*Exercise details:* Reproduce every one of the following records with "exercise" changed to "activity" throughout and nothing else altered. Omit the pictures from your reproduction.

************

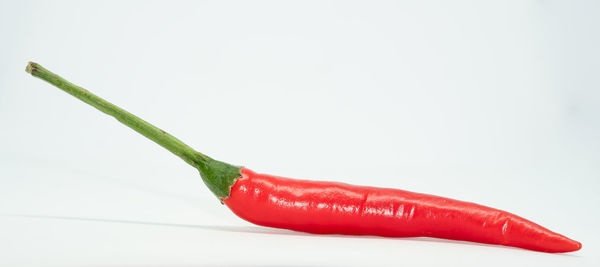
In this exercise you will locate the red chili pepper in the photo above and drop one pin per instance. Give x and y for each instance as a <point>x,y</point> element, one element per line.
<point>336,208</point>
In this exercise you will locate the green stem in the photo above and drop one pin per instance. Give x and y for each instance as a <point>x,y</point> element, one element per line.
<point>217,175</point>
<point>155,134</point>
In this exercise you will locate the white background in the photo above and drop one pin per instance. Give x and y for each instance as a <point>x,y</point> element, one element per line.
<point>496,103</point>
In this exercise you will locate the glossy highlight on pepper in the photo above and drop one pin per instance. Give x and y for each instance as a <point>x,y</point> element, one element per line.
<point>335,208</point>
<point>338,208</point>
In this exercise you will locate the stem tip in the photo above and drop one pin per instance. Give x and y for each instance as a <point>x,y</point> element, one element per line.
<point>31,67</point>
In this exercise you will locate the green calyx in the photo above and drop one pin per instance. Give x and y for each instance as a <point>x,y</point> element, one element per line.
<point>218,176</point>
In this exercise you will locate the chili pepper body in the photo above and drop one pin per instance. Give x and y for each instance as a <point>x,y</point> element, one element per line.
<point>338,208</point>
<point>334,208</point>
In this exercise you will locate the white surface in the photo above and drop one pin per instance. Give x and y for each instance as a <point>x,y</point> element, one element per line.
<point>494,103</point>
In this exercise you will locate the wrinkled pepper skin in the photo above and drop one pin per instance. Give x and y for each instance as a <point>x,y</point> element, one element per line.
<point>338,208</point>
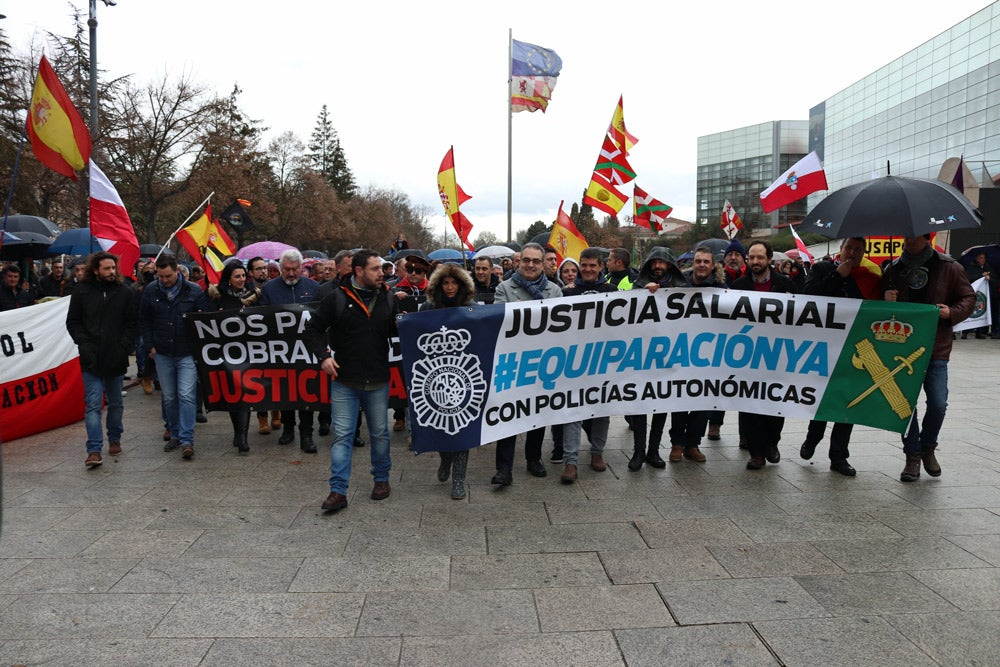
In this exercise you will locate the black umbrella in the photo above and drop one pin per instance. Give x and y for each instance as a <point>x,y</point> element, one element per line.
<point>24,244</point>
<point>892,206</point>
<point>31,223</point>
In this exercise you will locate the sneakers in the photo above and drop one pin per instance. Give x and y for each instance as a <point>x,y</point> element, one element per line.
<point>334,502</point>
<point>694,454</point>
<point>380,491</point>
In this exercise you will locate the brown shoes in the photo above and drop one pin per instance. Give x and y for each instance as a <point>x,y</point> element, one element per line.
<point>380,491</point>
<point>694,454</point>
<point>569,474</point>
<point>334,502</point>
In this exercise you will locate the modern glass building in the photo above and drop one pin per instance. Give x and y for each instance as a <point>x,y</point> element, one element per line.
<point>738,164</point>
<point>940,100</point>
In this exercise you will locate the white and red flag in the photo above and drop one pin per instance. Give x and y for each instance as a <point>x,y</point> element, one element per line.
<point>803,178</point>
<point>109,221</point>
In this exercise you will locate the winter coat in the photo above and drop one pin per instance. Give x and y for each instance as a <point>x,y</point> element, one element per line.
<point>103,322</point>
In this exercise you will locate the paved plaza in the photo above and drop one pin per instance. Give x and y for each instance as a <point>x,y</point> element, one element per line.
<point>228,560</point>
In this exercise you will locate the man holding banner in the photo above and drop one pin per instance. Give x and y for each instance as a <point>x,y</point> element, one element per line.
<point>349,332</point>
<point>923,275</point>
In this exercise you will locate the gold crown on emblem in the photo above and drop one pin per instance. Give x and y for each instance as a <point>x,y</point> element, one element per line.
<point>892,331</point>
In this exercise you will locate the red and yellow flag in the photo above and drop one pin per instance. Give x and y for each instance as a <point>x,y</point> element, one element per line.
<point>58,136</point>
<point>566,238</point>
<point>208,244</point>
<point>452,196</point>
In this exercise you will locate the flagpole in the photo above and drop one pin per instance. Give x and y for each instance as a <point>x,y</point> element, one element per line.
<point>510,124</point>
<point>181,226</point>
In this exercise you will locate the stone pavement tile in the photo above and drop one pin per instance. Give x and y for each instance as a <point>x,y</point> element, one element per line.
<point>966,638</point>
<point>526,571</point>
<point>601,511</point>
<point>263,615</point>
<point>244,518</point>
<point>290,543</point>
<point>875,593</point>
<point>986,547</point>
<point>85,575</point>
<point>673,532</point>
<point>969,590</point>
<point>447,613</point>
<point>47,544</point>
<point>814,527</point>
<point>581,649</point>
<point>930,495</point>
<point>641,566</point>
<point>739,600</point>
<point>112,517</point>
<point>840,501</point>
<point>941,522</point>
<point>722,644</point>
<point>142,544</point>
<point>192,575</point>
<point>911,553</point>
<point>33,519</point>
<point>564,538</point>
<point>841,642</point>
<point>773,560</point>
<point>393,541</point>
<point>106,651</point>
<point>455,513</point>
<point>305,652</point>
<point>84,615</point>
<point>695,507</point>
<point>374,572</point>
<point>601,608</point>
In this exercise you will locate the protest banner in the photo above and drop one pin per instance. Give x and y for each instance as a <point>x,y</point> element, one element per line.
<point>477,374</point>
<point>256,357</point>
<point>41,385</point>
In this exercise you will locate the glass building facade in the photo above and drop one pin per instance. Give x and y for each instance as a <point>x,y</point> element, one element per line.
<point>738,164</point>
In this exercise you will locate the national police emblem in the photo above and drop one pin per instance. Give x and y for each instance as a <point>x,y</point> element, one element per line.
<point>447,385</point>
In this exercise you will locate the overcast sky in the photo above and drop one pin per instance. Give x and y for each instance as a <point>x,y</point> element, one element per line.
<point>405,80</point>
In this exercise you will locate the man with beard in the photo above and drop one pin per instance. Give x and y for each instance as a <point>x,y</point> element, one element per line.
<point>102,320</point>
<point>349,333</point>
<point>484,279</point>
<point>923,275</point>
<point>659,270</point>
<point>292,287</point>
<point>763,432</point>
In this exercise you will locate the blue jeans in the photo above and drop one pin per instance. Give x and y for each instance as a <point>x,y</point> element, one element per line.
<point>179,387</point>
<point>95,388</point>
<point>923,436</point>
<point>375,404</point>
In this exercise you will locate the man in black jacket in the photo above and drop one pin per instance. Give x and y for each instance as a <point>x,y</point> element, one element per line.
<point>763,431</point>
<point>349,333</point>
<point>103,322</point>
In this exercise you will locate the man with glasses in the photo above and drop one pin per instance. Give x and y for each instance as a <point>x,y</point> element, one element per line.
<point>292,287</point>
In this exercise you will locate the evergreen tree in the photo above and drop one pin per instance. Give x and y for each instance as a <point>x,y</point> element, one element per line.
<point>328,159</point>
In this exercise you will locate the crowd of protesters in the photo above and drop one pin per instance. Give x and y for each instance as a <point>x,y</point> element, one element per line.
<point>356,296</point>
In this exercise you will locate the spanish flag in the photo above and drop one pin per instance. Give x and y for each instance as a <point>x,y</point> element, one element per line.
<point>58,136</point>
<point>566,239</point>
<point>208,244</point>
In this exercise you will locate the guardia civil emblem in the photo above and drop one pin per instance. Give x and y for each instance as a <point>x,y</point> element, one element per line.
<point>447,387</point>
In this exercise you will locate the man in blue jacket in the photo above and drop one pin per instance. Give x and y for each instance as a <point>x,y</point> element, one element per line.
<point>161,318</point>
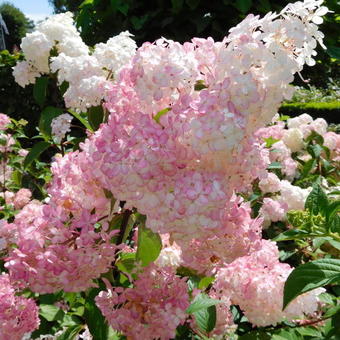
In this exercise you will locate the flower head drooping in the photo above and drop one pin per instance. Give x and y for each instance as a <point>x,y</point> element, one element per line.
<point>152,309</point>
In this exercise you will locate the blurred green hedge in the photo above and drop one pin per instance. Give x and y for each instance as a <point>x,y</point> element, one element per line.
<point>330,111</point>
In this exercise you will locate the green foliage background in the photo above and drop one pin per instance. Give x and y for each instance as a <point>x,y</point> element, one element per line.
<point>17,23</point>
<point>183,19</point>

************

*Expected answer:*
In this activity you will locate the red chili pepper in the photo above and drop one pin per instance. Give x and y for each instance as a <point>x,y</point> element, one element per line.
<point>336,208</point>
In this activity you will locate the green stem in the photo above and drop one pin per instance. Give x and y for each instance as a <point>x,y</point> element, one element per line.
<point>217,175</point>
<point>155,134</point>
In this activity you will locate the white background in the photo above and drop one pin per instance. Give x and y for each instance as a <point>x,y</point> element, one element per line.
<point>496,103</point>
In this activity you will locate the glossy highlight on pepper in the photo above and drop one pin per instance. Give x and y for each instance as a <point>x,y</point> element, one element per line.
<point>335,208</point>
<point>338,208</point>
In this activity you will locate the stem tip in the photo above and drop one pin per instance. Give x and y for each instance as a <point>x,y</point> element, one element per line.
<point>31,67</point>
In this activity you will locate the green calyx in the photo above and drop one pin per instance. Give x and y for each instance as a <point>x,y</point> element, one element per line.
<point>218,176</point>
In this activity you will locate the chili pepper body in the photo above and drop one pin per instance. Give x and y for each instance as a <point>x,y</point> element, one element per line.
<point>338,208</point>
<point>334,208</point>
In this activity you will locate the white surface in the photo above and drop one pin per instance. Give x and y for each instance as a <point>x,y</point> element, one element per line.
<point>494,103</point>
In this activity you will locate the wrinkled pepper skin in the photo above and drop one pin per instance. Give x and y for each instance as a <point>x,y</point> element, one element per line.
<point>338,208</point>
In this activity you will locate the black umbrella in the photo above and drop one pin per instance. Give x and y for each instance as a <point>x,y</point> element, one element per line.
<point>24,244</point>
<point>892,206</point>
<point>31,223</point>
In this activity you will locate the sneakers in the photo above and drop one pin per instance. Give x and y for each instance as a <point>x,y</point> element, one element per line.
<point>334,502</point>
<point>694,454</point>
<point>380,491</point>
In this activity you will locate the brown shoes in the photo above and drop one pin per instance. Give x and y for each instance as a <point>x,y</point> element, one element per line.
<point>380,491</point>
<point>694,454</point>
<point>569,474</point>
<point>334,502</point>
In this activity you will locate the modern glass building in the photo above and drop one pin per instance. Give x and y for each instance as a <point>x,y</point> element, one element per line.
<point>738,164</point>
<point>940,100</point>
In this activity you will locate the white and red flag in the photo above and drop one pin per instance. Give x and y for each instance as a <point>x,y</point> element, one element per line.
<point>803,178</point>
<point>109,221</point>
In this activity you will locate the winter coat in the photo above and drop one pin per instance. Give x and y for each instance as a <point>x,y</point> element, one element per line.
<point>103,322</point>
In this activity you will locate the paved plaza in the photo above and drop one pin per instance. Give x and y for each instance as a <point>x,y</point> element, one element per line.
<point>228,560</point>
In this activity you will locate the man holding banner in the photo above and drop one pin per instance. Give x and y for each instance as a <point>x,y</point> element, one element per line.
<point>349,332</point>
<point>923,275</point>
In this activity you will locate the gold crown on emblem in the photo above and drop one pin per instance. Give x and y for each instance as a <point>x,y</point> element, one element per line.
<point>892,331</point>
In this activity you will locate the red and yellow flag in the photo above and drop one pin per instance. Give x and y for each instance as a <point>x,y</point> element, one element per line.
<point>58,136</point>
<point>566,238</point>
<point>208,244</point>
<point>452,196</point>
In this activity you will locate the flagpole in the photo above and drop one pin per instance. Give x and y for each instance as a <point>x,y</point> element, one element per line.
<point>510,124</point>
<point>181,226</point>
In this activity you will locate the stone pavement tile in the photo above and drop one pin per instance. Give x and y for each instance as a <point>x,y</point> element, one element per line.
<point>966,638</point>
<point>526,571</point>
<point>601,511</point>
<point>263,615</point>
<point>244,518</point>
<point>290,543</point>
<point>875,593</point>
<point>986,547</point>
<point>85,575</point>
<point>673,532</point>
<point>969,590</point>
<point>447,613</point>
<point>47,544</point>
<point>814,527</point>
<point>581,649</point>
<point>930,495</point>
<point>641,566</point>
<point>739,600</point>
<point>112,517</point>
<point>840,501</point>
<point>941,522</point>
<point>722,644</point>
<point>142,544</point>
<point>192,575</point>
<point>911,553</point>
<point>33,519</point>
<point>564,538</point>
<point>841,642</point>
<point>773,560</point>
<point>393,541</point>
<point>106,651</point>
<point>455,513</point>
<point>305,652</point>
<point>84,615</point>
<point>695,507</point>
<point>374,572</point>
<point>601,608</point>
In this activity you will locate the protest banner in the photo above and drop one pin per instance. Give x and y for each instance as a <point>x,y</point> element, one element per line.
<point>477,374</point>
<point>256,357</point>
<point>41,385</point>
In this activity you will locate the glass building facade in the photo above and drop one pin per instance. Give x and y for each instance as a <point>x,y</point> element, one element per line.
<point>738,164</point>
In this activity you will locate the national police emblem in the photo above and drop one pin per instance. Give x and y for each instance as a <point>x,y</point> element, one element per line.
<point>447,385</point>
In this activity you will locate the overcast sky in the photo above and drop one pin per instance. Give x and y for each instance as a <point>x,y</point> element, one element per line.
<point>405,80</point>
In this activity you will locate the man with beard in the photo above and drop one pin per instance. Give x and y for each instance as a <point>x,y</point> element, one element per line.
<point>102,320</point>
<point>349,333</point>
<point>484,279</point>
<point>923,275</point>
<point>659,270</point>
<point>292,287</point>
<point>763,432</point>
In this activity you will locate the blue jeans in the photo above and drop one pin per instance. Give x and y for each instance as a <point>x,y</point> element, one element per line.
<point>179,387</point>
<point>95,388</point>
<point>923,436</point>
<point>375,404</point>
In this activity you will locate the man in black jacket in the photo above and drop one pin per instance. Give x and y for each instance as a <point>x,y</point> element, one element per line.
<point>763,431</point>
<point>349,333</point>
<point>103,322</point>
In this activity you will locate the man with glasses in the photo above and drop one pin per instance. Give x and y for each instance as a <point>x,y</point> element, one element per line.
<point>292,287</point>
In this activity you will locate the evergreen tree in the photo above and drop one pin per instance. Give x and y for each instance as a <point>x,y</point> element, one element per line.
<point>328,159</point>
In this activity you will locate the crowd of protesters in the photo above and drop one pin per instance. Give x and y for each instance as a <point>x,y</point> element, one element per line.
<point>356,296</point>
In this activity you will locate the spanish flag in the photo above and drop one pin per instance. Give x and y for each instance as a <point>x,y</point> element, one element per line.
<point>58,136</point>
<point>566,239</point>
<point>208,244</point>
In this activity you will locate the guardia civil emblem in the photo above and drop one pin per instance. Give x and y for each instance as a <point>x,y</point> element, one element per line.
<point>447,387</point>
In this activity you will locate the man in blue jacket in the photo above and drop one pin per instance. Give x and y for each instance as a <point>x,y</point> element, one element per line.
<point>161,318</point>
In this activity you will locate the flower head drooping in the photo above and drop one pin per instance. Give x and y for each instance as a <point>x,y</point> element, one element per line.
<point>152,309</point>
In this activity you will locate the blurred green hedge in the photo above and drop one pin per instance. Give x and y for each instance as a <point>x,y</point> element, one element per line.
<point>330,111</point>
In this activity you will locate the green foliage background in the photo above and drop one pin per instance. Give x and y for each instance as a <point>x,y</point> element, one element per line.
<point>17,23</point>
<point>183,19</point>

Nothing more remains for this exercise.